● Task instructions
**1)** Please reproduce the passage of the text on relationships and health between "Nevertheless, the impact" and "net health benefit.", inclusive.
**2)** In the text on relationships and health, how much lower were the age adjusted mortality rates of married persons than those of the population as a whole in the study across seven European countries?
**3)** Carry on writing the text on relationships and health from the point where it ends.

● Given text
◆ ◆ ◆

Nevertheless, the impact of stable long term exclusive relationships on longevity is well established. In a study of one billion person years across seven European countries the married persons had age adjusted mortality rates that were 10-15% lower than the population as a whole. So, on balance, it probably is worth making the effort.

Young love

Less well established are the benefits of early phase romantic relationships—that is, dating. Evidence suggests that romantic relationships in adolescence are associated with increased depressive symptoms, although less so as you get older. Romantic relationships in 18-25 year olds are associated with better mental health, but not better physical health. So it seems that a degree of maturity is required before Cupid is likely to bring a net health benefit.

Theoretical perspectives on marriage and other forms of commitment suggest that dating should bring a health benefit. The selection hypothesis says that well adjusted individuals are more likely to establish long term relationships. On this basis, the observed health benefits are unlikely to be causally related to having a relationship. Longitudinal evidence, however, suggests this is not a complete explanation. Greater commitment is also associated with a higher standard of living, but this does not fully explain the boost to mental health from committed relationships. The most widely accepted explanation is that being in a committed relationship means that better social support is available. Commitment seems to provide networks of supportive and helpful relationships, beginning with the spouse or partner, leading to more healthy lifestyles and better emotional and physical health.

Married/single/other

Although partnership is protective of health, this varies according to the type of partnership. Marriage and other forms of partnership can be placed along a sliding scale of commitment, with greater commitment conferring greater benefit. A meta-analysis of 148 studies into the impact of social relationships found that both the amount of emotional support available and the legal status of partnerships are related to mortality. That marriage generally indicates a deeper commitment might explain why marriage is associated with better mental health outcomes than cohabiting. In terms of physical health, the duration of a relationship is as strong a predictor of longevity as legal status. However, cohabiting relationships tend to be less enduring. One study has shown that cohabiting seems to be better for men’s physical health whereas marriage seems better for women’s mental health; this is counterintuitive to the social support hypothesis, suggesting the need for further evidence.

◆ ◆ ◆

● Input data
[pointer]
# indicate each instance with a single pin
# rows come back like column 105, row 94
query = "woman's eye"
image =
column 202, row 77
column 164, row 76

◆ ◆ ◆

● Exercise results
**1)**
Nevertheless, the impact of stable long term exclusive relationships on longevity is well established. In a study of one billion person years across seven European countries the married persons had age adjusted mortality rates that were 10-15% lower than the population as a whole. So, on balance, it probably is worth making the effort.

Young love

Less well established are the benefits of early phase romantic relationships—that is, dating. Evidence suggests that romantic relationships in adolescence are associated with increased depressive symptoms, although less so as you get older. Romantic relationships in 18-25 year olds are associated with better mental health, but not better physical health. So it seems that a degree of maturity is required before Cupid is likely to bring a net health benefit.

**2)** They were 10-15% lower.

**3)**
Civil partnerships should theoretically confer the same benefits as heterosexual partnerships, insofar as they provide the same types and levels of social support. Arguably the health benefits of partnership in sexual minorities might be greater in buffering against social stigma, but this needs to be balanced against the shorter duration of many same sex relationships. Evidence is needed on these issues.

Duration of relationship

Physical and mental health benefits seem to accrue over time. After 30 years’ follow-up, and with adjustment for baseline mental health, the duration of a relationship was associated with better mental health scores, while the difference in mortality rates in favour of marriage, increases with age.

In terms of physical health, men benefit more from being in a relationship than women, but in terms of mental health women benefit more than men. The physical health premium for men is likely to be caused by their partner’s positive influence on lifestyle. The mental health bonus for women may be due to a greater emphasis on the importance of the relationship in women. The studies that compare the mental health of men and women, however, are crude and take little account of gender differences in the expression of distress—for example, women may be more prone to depression and men are more prone to alcohol abuse.

Strained relationships

Not all relationships are beneficial. Difficult and strained relationships in both the short and long term are consistently shown to have a negative impact on mental health, and the ending of a strained relationship brings mental health benefits. Being single is associated with better mental health than being in a strained relationship. The transition from a strained relationship has differential impacts. Leaving a relationship is distressing, possibly more so for women, although this effect is made less severe for women because they have more supportive social networks.

Whether divorce is more detrimental to health than widowhood is open to debate. Both can have a devastating short term impact. In the longer term, it may be that men are affected more by relationship loss through poorer quality of lifestyle, whereas women may be affected more through loss of emotional support, but these are simplistic explanations of the break-up of complex patterns of interdependence. For women, multiple partnership transitions are associated with poorer mental health, and increased mortality.

Age matters

The road to commitment may be best travelled later for men than women. In terms of mortality, the optimal time for men to establish a committed relationship seems to be after the age of 25, whereas for women it is between 19 and 25 years. The extent to which this difference is the result of economic issues for men and reproductive issues for women is unknown, as is the extent to which the optimal period is affected by changes in work patterns and wealth.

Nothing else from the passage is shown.